[[ DATA IN THIS EXERCISE, beginning ]]

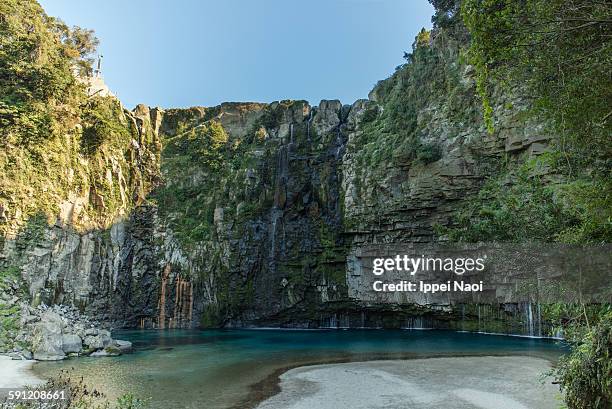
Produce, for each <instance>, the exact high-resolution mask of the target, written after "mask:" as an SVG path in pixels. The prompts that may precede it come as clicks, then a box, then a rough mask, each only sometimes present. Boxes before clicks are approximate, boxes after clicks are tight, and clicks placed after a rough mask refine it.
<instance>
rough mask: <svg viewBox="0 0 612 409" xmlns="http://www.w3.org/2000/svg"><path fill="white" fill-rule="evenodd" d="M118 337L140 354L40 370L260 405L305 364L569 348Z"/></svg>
mask: <svg viewBox="0 0 612 409" xmlns="http://www.w3.org/2000/svg"><path fill="white" fill-rule="evenodd" d="M113 337H114V338H117V339H126V340H129V341H132V342H133V344H134V347H135V351H134V353H131V354H126V355H123V356H120V357H108V358H89V357H86V358H73V359H69V360H66V361H62V362H59V363H38V364H36V365H35V367H34V370H35V372H37V373H38V374H39V375H41V376H44V377H49V376H53V375H55V374H57V373H58V372H59V371H60V370H61V369H68V370H70V371H71V372H72V373H74V374H75V375H77V376H83V377H84V379H85V381H86V383H88V384H89V385H90V386H92V387H95V388H96V389H98V390H101V391H102V392H104V393H105V394H106V395H107V396H108V397H109V398H111V399H114V398H115V397H117V396H120V395H122V394H124V393H127V392H130V393H133V394H135V395H136V396H139V397H148V398H150V399H151V407H152V408H160V409H161V408H164V409H170V408H232V407H250V406H252V404H253V403H254V402H255V401H256V400H257V399H259V398H261V397H262V395H265V393H263V392H262V391H263V390H265V388H266V387H268V388H269V387H270V386H271V385H273V382H272V381H273V379H274V378H273V377H270V375H271V374H273V373H274V372H275V371H277V370H279V369H281V368H287V367H291V366H298V365H302V364H309V363H321V362H334V361H360V360H361V361H363V360H371V359H386V358H403V359H409V358H420V357H421V358H422V357H433V356H449V355H452V356H457V355H530V356H537V357H541V358H546V359H550V360H555V359H557V358H558V357H559V356H560V354H562V353H563V352H564V349H563V348H562V346H561V345H560V344H559V343H558V342H555V341H552V340H547V339H531V338H519V337H508V336H495V335H481V334H473V333H459V332H451V331H434V330H431V331H416V330H412V331H411V330H397V331H392V330H346V331H342V330H307V331H299V330H296V331H291V330H201V331H200V330H193V331H190V330H165V331H164V330H160V331H151V330H142V331H120V332H118V331H116V332H114V333H113ZM475 370H477V368H475ZM266 379H267V380H268V381H267V382H263V383H262V381H264V380H266Z"/></svg>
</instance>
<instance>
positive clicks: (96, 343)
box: [83, 330, 112, 349]
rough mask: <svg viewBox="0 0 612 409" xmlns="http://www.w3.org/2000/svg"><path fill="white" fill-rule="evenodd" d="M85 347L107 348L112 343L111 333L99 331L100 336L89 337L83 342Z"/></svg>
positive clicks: (86, 337) (83, 341)
mask: <svg viewBox="0 0 612 409" xmlns="http://www.w3.org/2000/svg"><path fill="white" fill-rule="evenodd" d="M83 342H84V344H85V345H87V346H88V347H89V348H92V349H100V348H105V347H107V346H108V345H110V343H111V342H112V339H111V337H110V332H108V331H106V330H100V331H98V335H88V336H86V337H85V340H84V341H83Z"/></svg>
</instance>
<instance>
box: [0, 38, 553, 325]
mask: <svg viewBox="0 0 612 409" xmlns="http://www.w3.org/2000/svg"><path fill="white" fill-rule="evenodd" d="M462 36H464V33H461V32H460V33H452V32H447V31H444V30H436V31H434V32H433V33H432V34H431V36H430V37H429V36H428V37H427V38H426V39H420V40H419V41H418V42H417V43H415V48H414V50H413V53H412V54H411V60H410V62H409V63H408V64H406V65H404V66H402V67H399V68H398V69H397V70H396V72H395V73H394V74H393V75H392V76H391V77H390V78H388V79H386V80H384V81H381V82H380V83H379V84H377V86H376V87H375V88H374V90H373V91H372V92H371V93H370V97H369V99H364V100H358V101H356V102H354V103H353V104H352V105H343V104H342V103H341V102H340V101H336V100H331V101H321V102H320V104H319V105H318V106H311V105H310V104H308V103H307V102H306V101H280V102H273V103H271V104H262V103H224V104H221V105H220V106H217V107H194V108H189V109H168V110H162V109H159V108H149V107H146V106H144V105H139V106H138V107H136V108H135V109H134V110H133V111H127V110H125V109H124V108H123V107H121V105H120V103H119V102H118V101H117V100H116V99H114V98H113V97H93V98H91V101H93V102H92V103H93V104H97V106H99V107H101V108H100V109H98V110H97V111H96V112H100V114H99V115H101V116H99V117H95V118H93V119H92V118H89V117H87V116H84V117H81V119H79V120H77V121H76V122H75V123H73V124H72V128H69V129H66V130H65V133H63V134H62V135H61V136H60V137H58V138H57V139H55V140H54V141H53V145H51V146H53V149H54V150H55V152H57V154H56V155H55V156H54V155H51V154H48V150H47V154H43V155H42V156H41V157H42V160H44V161H49V164H50V166H51V165H53V166H52V167H50V168H49V169H50V170H49V172H47V173H46V174H33V172H32V168H33V167H34V165H33V164H32V163H31V162H29V160H31V159H27V158H25V157H23V158H22V157H20V156H15V158H16V165H15V166H16V168H15V170H14V176H15V178H13V179H10V175H9V178H7V179H3V180H2V188H3V191H2V195H0V213H1V214H0V216H1V217H2V231H3V240H2V242H1V245H2V251H1V253H0V266H1V268H2V269H3V271H16V272H18V275H19V276H20V277H21V279H22V280H23V281H24V282H25V285H26V287H27V291H26V293H25V295H24V296H23V297H24V298H27V299H28V301H29V302H30V303H31V304H32V306H34V307H36V306H37V305H39V304H46V305H54V304H64V305H69V306H74V307H76V308H78V309H79V310H80V311H81V312H83V313H85V314H87V315H89V316H92V317H95V318H96V319H97V320H99V321H101V322H105V323H108V324H110V325H113V326H115V327H156V328H176V327H196V326H202V327H216V326H224V327H236V326H255V325H260V326H269V325H282V326H299V327H337V326H351V327H363V326H370V327H381V326H390V327H400V326H406V325H408V326H410V325H413V326H414V325H416V326H419V325H423V319H426V320H428V321H427V322H428V323H429V324H431V325H438V326H442V327H453V325H455V324H453V320H456V318H457V316H456V315H453V314H456V311H454V312H453V308H452V307H450V306H448V305H446V306H441V307H440V306H420V305H395V306H394V305H389V304H376V303H365V302H362V301H359V300H357V299H355V298H352V297H351V296H350V295H351V294H352V291H351V288H349V287H350V285H351V282H352V280H350V279H347V278H350V277H349V274H351V271H353V270H352V269H351V263H352V260H353V258H352V255H354V254H355V253H356V252H358V251H359V249H360V248H361V247H363V246H366V245H371V244H380V243H433V242H438V241H444V240H445V239H446V238H445V235H444V233H443V228H444V227H447V226H451V225H452V223H453V218H452V215H453V214H454V212H456V211H457V210H458V209H459V208H460V207H461V205H462V203H464V202H465V201H466V200H469V199H470V198H471V197H473V196H474V195H476V194H477V192H478V191H479V189H480V188H481V186H482V183H483V181H484V180H485V179H486V178H487V177H489V176H491V175H494V174H495V173H496V172H497V171H498V170H499V168H500V166H501V165H502V164H504V165H508V166H512V164H514V163H518V162H520V161H524V160H525V159H526V158H530V157H535V156H537V155H539V154H541V153H542V152H543V151H545V150H546V146H547V140H548V139H549V136H548V135H547V134H546V133H545V132H544V131H543V128H542V127H541V126H539V125H538V124H536V123H534V122H533V120H531V119H526V118H527V117H526V116H525V115H524V111H525V109H526V104H525V103H524V102H522V101H520V100H518V99H517V98H515V97H513V96H512V93H511V92H503V91H502V90H501V89H500V91H499V93H498V95H497V96H496V98H495V100H494V103H495V106H494V111H495V116H494V117H495V118H496V123H495V126H494V129H495V132H493V133H492V134H491V133H489V132H488V131H487V128H486V126H485V124H484V123H483V121H482V120H481V117H482V114H481V112H480V109H481V108H480V102H479V101H478V100H477V98H476V97H475V88H476V86H475V81H474V73H473V69H472V68H471V67H470V66H469V65H467V64H466V63H465V62H464V61H462V58H461V49H462V44H464V42H465V38H463V37H462ZM102 108H103V109H102ZM100 117H101V118H104V119H103V120H102V121H101V120H99V118H100ZM96 118H98V119H96ZM102 125H104V126H102ZM88 133H89V134H88ZM90 134H91V135H90ZM76 135H78V136H76ZM88 135H90V136H91V138H90V139H83V138H85V137H87V136H88ZM100 137H101V138H100ZM79 138H81V139H79ZM83 140H87V141H89V142H91V143H88V144H83ZM92 141H93V142H92ZM94 142H95V143H94ZM92 143H94V144H93V145H92ZM79 144H80V145H79ZM6 149H7V152H8V155H10V154H11V153H10V152H11V149H13V148H11V147H10V146H9V147H8V148H6ZM13 151H14V152H21V151H19V149H18V148H16V147H15V148H14V149H13ZM7 157H8V156H7ZM58 158H59V159H60V160H57V159H58ZM5 159H6V158H5ZM6 160H7V161H8V159H6ZM7 163H8V162H7ZM543 174H546V170H543ZM24 175H27V178H25V179H24ZM28 178H29V180H28ZM516 308H517V311H518V312H517V313H516V314H519V315H520V314H523V309H522V308H523V307H522V306H517V307H516ZM525 308H526V307H525ZM529 311H531V310H529ZM463 313H464V314H465V310H464V311H463ZM496 314H497V313H496ZM513 314H514V313H513ZM516 314H515V315H512V316H513V317H515V316H516ZM521 316H522V315H521ZM423 317H425V318H423ZM415 320H421V321H418V322H419V324H415V322H416V321H415Z"/></svg>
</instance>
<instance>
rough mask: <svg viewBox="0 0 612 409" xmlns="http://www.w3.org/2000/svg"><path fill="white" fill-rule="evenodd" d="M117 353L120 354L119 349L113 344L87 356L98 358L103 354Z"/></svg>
mask: <svg viewBox="0 0 612 409" xmlns="http://www.w3.org/2000/svg"><path fill="white" fill-rule="evenodd" d="M119 355H121V350H119V348H117V347H115V346H113V345H110V346H107V347H106V348H104V349H102V350H100V351H95V352H92V353H91V354H90V355H89V356H93V357H94V358H100V357H104V356H119Z"/></svg>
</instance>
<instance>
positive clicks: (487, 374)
mask: <svg viewBox="0 0 612 409" xmlns="http://www.w3.org/2000/svg"><path fill="white" fill-rule="evenodd" d="M549 369H550V363H549V362H548V361H546V360H543V359H538V358H530V357H519V356H516V357H461V358H431V359H415V360H401V361H400V360H395V361H372V362H354V363H346V364H330V365H316V366H305V367H300V368H295V369H292V370H290V371H288V372H286V373H284V374H283V375H281V377H280V379H281V383H280V386H281V392H280V393H279V394H278V395H275V396H273V397H271V398H269V399H268V400H266V401H264V402H262V403H261V404H260V405H259V406H258V409H277V408H278V409H280V408H283V409H311V408H318V409H342V408H347V409H348V408H351V409H375V408H387V409H389V408H393V409H398V408H419V409H423V408H432V409H434V408H435V409H450V408H452V409H467V408H470V409H473V408H478V409H556V408H558V407H559V402H560V401H559V399H560V394H559V390H558V388H557V387H556V386H555V385H552V384H551V379H550V378H548V379H546V382H545V383H542V382H541V381H540V379H541V375H542V374H543V373H545V372H546V371H548V370H549Z"/></svg>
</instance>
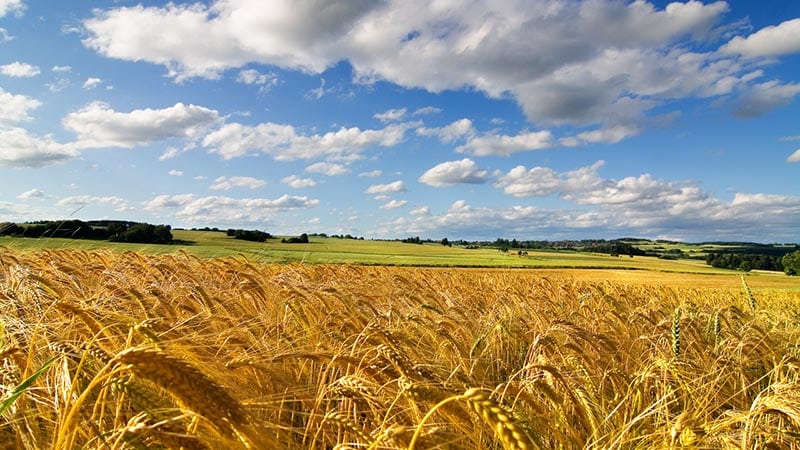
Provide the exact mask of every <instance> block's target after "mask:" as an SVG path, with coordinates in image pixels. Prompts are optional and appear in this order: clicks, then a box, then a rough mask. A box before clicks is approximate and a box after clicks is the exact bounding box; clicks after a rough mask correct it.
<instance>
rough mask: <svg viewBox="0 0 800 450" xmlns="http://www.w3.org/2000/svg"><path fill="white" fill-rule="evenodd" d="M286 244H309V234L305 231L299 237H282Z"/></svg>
mask: <svg viewBox="0 0 800 450" xmlns="http://www.w3.org/2000/svg"><path fill="white" fill-rule="evenodd" d="M281 242H283V243H284V244H308V234H306V233H303V234H301V235H300V236H298V237H290V238H289V239H286V238H284V239H281Z"/></svg>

[[ DATA IN THIS EXERCISE, end ]]

TASK BRIEF.
Starting at the line in the records above that contains "Provide the exact", output every line up to and including the last one, with nothing added.

PROBLEM SOLUTION.
Provide the exact mask of every <instance> block's target after "mask:" as an SVG path, with coordinates in image pixels. Prompts are optional and appear in this order: clicks, then a box, then a rough mask. A box before clicks is approximate and a box after clicks is the exact bounding box; clicks after a rough mask correct it.
<instance>
rough mask: <svg viewBox="0 0 800 450" xmlns="http://www.w3.org/2000/svg"><path fill="white" fill-rule="evenodd" d="M286 244H309V234L305 231L299 237H282Z"/></svg>
mask: <svg viewBox="0 0 800 450" xmlns="http://www.w3.org/2000/svg"><path fill="white" fill-rule="evenodd" d="M281 242H283V243H284V244H308V234H306V233H303V234H301V235H300V236H298V237H290V238H289V239H286V238H284V239H281Z"/></svg>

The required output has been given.